How many lines of the records below contain the string "jeans", counting only matches with the same capitalization? Reply with the number alone.

→ DATA LISTING
========

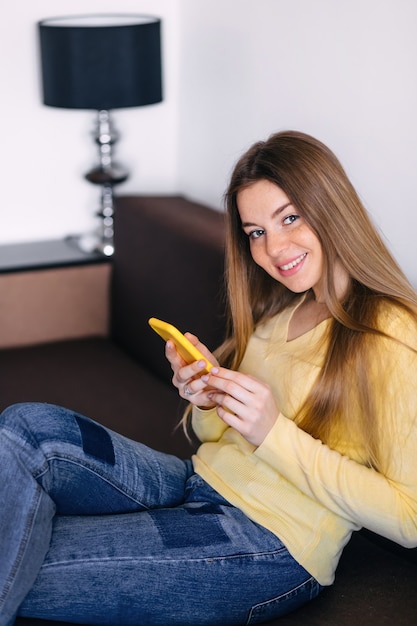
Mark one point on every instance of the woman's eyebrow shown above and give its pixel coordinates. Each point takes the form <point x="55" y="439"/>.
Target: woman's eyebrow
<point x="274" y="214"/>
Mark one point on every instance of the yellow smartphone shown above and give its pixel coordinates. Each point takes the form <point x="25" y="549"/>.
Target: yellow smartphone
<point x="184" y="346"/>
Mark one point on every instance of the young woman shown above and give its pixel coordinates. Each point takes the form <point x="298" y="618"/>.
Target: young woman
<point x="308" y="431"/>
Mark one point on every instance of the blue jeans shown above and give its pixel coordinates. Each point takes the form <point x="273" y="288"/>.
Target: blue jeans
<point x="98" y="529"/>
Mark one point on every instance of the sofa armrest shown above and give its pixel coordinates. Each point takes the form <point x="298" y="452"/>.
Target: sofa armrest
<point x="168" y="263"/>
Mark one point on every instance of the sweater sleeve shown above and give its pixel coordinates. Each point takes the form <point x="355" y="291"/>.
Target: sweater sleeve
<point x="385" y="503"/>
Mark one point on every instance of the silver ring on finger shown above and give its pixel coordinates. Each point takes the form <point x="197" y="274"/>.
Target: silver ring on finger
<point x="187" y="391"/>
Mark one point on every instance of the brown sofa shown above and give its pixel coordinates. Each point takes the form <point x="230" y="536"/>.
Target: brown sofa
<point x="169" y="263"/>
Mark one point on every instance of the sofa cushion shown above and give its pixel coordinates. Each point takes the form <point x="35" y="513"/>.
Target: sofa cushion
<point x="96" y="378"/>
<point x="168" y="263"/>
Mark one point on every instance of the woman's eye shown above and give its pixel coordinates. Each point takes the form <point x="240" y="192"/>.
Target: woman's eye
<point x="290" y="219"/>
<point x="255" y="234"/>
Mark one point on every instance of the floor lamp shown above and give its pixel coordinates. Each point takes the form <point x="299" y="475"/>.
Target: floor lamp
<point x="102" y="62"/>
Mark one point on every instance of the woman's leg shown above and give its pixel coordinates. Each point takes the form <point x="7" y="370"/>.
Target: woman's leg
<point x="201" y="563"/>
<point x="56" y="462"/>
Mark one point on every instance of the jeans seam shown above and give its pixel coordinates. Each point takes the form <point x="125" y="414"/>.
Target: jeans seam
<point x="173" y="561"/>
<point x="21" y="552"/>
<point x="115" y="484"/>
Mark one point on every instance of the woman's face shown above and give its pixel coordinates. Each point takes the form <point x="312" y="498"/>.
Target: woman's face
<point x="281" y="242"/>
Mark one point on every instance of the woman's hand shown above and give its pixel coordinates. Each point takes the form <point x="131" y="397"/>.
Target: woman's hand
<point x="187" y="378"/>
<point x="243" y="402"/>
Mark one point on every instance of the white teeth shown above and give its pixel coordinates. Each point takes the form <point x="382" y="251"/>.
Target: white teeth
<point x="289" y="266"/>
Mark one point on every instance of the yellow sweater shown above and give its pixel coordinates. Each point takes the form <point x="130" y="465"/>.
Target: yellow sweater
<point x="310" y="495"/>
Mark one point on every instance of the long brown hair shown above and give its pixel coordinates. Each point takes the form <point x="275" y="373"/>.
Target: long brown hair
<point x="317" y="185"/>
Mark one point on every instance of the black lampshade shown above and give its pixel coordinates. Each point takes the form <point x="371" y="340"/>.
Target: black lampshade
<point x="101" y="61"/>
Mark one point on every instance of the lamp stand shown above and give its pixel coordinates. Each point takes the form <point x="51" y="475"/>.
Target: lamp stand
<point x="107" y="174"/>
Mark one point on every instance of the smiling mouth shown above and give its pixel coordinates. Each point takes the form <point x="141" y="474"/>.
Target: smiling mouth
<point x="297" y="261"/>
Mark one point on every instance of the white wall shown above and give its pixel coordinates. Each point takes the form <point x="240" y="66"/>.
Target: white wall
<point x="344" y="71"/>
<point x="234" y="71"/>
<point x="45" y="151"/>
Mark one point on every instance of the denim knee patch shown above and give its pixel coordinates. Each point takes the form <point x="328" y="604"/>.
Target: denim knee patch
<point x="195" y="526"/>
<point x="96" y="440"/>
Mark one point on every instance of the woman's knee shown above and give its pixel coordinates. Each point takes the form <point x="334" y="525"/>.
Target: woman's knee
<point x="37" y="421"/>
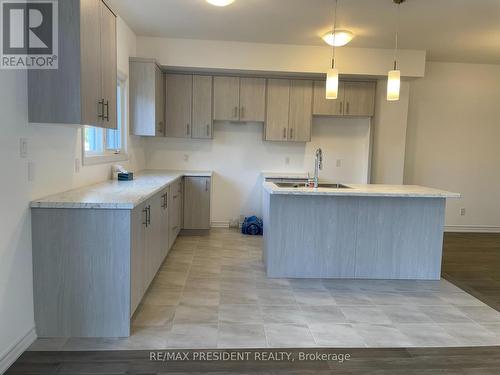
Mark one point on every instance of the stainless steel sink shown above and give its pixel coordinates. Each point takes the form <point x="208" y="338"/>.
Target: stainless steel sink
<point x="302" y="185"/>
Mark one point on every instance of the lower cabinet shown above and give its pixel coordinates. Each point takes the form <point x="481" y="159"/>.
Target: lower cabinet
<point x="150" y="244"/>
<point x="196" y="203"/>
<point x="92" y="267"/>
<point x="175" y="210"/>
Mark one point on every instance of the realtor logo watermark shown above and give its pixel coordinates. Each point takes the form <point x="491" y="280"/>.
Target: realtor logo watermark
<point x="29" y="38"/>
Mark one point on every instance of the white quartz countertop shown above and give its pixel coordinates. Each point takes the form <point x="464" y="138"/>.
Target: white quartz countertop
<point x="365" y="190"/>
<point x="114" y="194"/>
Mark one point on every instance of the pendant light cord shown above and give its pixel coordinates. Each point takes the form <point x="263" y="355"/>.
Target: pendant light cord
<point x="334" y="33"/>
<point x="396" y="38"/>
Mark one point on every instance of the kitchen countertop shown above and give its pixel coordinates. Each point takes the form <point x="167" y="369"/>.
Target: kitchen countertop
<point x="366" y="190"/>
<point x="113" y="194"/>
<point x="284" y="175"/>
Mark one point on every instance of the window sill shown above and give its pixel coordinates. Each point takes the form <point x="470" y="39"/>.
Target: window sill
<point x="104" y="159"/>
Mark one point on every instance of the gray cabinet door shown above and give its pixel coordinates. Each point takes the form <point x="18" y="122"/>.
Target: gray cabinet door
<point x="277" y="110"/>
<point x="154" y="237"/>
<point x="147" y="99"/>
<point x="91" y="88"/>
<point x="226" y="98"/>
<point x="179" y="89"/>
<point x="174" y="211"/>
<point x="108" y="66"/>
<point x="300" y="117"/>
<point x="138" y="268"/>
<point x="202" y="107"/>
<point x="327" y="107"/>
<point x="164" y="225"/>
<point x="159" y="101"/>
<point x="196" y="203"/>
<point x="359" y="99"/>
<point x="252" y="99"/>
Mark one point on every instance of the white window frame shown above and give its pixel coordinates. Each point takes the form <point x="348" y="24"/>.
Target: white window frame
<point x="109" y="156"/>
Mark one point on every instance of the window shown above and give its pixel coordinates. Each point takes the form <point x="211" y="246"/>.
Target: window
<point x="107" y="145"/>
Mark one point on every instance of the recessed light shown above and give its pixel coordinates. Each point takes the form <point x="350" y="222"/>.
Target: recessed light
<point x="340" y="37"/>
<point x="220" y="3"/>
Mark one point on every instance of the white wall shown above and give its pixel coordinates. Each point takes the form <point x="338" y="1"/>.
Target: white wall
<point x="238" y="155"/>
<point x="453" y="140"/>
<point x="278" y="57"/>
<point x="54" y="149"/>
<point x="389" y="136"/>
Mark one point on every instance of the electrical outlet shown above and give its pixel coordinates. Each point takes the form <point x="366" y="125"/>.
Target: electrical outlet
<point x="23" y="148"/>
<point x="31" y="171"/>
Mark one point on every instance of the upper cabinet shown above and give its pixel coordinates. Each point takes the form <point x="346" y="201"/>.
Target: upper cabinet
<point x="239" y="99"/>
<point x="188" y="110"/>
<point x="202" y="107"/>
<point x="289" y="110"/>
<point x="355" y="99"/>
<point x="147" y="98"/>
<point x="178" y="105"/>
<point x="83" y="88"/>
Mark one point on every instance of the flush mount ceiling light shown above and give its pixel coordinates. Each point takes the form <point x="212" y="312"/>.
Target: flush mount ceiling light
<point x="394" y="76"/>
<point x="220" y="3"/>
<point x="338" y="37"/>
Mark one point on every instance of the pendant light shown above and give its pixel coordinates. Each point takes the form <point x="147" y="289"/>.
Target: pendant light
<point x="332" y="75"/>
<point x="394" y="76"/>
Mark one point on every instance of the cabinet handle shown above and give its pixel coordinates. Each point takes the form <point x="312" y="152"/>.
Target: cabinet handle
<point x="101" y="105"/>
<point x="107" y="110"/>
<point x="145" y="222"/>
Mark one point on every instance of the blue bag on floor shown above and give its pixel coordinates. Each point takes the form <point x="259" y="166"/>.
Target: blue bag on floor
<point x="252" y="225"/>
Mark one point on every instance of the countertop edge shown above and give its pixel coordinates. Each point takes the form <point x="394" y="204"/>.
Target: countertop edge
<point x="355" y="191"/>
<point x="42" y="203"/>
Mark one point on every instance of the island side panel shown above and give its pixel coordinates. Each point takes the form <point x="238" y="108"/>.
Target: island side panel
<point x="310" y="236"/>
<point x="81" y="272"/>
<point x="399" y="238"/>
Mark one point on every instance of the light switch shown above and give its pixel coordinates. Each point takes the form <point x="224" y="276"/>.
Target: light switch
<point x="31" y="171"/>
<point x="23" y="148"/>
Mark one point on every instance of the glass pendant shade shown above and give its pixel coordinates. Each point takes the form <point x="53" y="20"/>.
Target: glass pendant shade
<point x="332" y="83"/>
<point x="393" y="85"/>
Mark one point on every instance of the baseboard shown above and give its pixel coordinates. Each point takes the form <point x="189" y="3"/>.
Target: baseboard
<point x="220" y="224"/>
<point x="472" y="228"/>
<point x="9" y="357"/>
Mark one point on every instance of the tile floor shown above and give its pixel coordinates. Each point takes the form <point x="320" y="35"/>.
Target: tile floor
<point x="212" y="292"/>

========

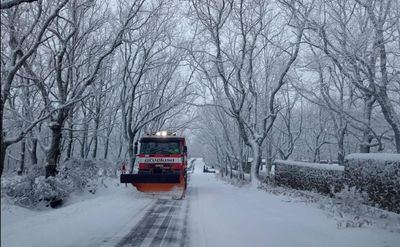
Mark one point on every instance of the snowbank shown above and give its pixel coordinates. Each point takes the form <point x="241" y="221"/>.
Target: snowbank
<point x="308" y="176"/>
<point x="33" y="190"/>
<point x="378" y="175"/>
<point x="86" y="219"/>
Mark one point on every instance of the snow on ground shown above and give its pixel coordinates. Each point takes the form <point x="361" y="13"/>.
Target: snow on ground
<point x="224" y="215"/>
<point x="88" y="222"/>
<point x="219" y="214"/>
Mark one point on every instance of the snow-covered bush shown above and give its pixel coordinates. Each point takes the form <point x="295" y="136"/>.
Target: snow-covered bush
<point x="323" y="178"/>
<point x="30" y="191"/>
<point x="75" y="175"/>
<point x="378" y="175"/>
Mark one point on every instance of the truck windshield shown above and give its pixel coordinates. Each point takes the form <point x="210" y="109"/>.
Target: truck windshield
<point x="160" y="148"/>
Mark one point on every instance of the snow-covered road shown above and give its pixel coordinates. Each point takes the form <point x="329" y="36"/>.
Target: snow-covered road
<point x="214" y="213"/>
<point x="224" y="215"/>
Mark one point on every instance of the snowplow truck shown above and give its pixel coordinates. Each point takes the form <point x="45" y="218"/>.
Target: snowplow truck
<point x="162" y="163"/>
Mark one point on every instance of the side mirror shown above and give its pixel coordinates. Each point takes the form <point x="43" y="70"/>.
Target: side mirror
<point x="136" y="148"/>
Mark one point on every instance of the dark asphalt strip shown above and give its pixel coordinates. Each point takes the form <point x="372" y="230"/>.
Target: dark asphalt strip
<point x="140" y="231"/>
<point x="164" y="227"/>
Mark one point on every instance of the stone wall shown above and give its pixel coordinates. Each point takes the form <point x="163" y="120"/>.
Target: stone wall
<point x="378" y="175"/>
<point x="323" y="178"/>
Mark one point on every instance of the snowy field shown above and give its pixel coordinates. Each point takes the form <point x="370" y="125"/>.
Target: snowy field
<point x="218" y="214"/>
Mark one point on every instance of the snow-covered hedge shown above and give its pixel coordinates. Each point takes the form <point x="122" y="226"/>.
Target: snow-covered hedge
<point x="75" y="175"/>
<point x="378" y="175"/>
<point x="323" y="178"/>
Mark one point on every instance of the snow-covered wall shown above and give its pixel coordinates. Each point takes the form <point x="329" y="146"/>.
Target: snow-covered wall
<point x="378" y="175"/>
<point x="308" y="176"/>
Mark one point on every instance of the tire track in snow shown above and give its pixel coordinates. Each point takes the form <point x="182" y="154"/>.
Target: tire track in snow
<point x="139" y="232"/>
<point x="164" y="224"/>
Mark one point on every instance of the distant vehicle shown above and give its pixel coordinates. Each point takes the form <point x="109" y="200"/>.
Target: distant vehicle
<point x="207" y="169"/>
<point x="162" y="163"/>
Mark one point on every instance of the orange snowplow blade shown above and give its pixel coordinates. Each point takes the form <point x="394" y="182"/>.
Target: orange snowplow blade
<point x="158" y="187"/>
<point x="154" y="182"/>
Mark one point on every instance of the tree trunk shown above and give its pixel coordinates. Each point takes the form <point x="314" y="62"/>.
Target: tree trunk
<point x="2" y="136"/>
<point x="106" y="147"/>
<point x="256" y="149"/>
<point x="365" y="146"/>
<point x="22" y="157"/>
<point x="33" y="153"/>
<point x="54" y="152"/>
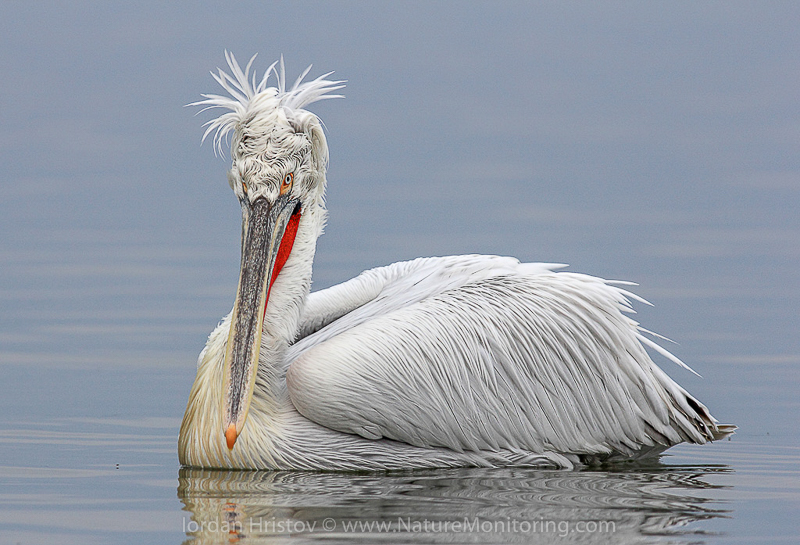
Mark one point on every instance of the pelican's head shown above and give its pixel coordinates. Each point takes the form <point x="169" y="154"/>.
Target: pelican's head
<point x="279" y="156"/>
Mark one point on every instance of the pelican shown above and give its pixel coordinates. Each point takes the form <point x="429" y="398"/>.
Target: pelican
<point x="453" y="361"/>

========

→ RESPONSE
4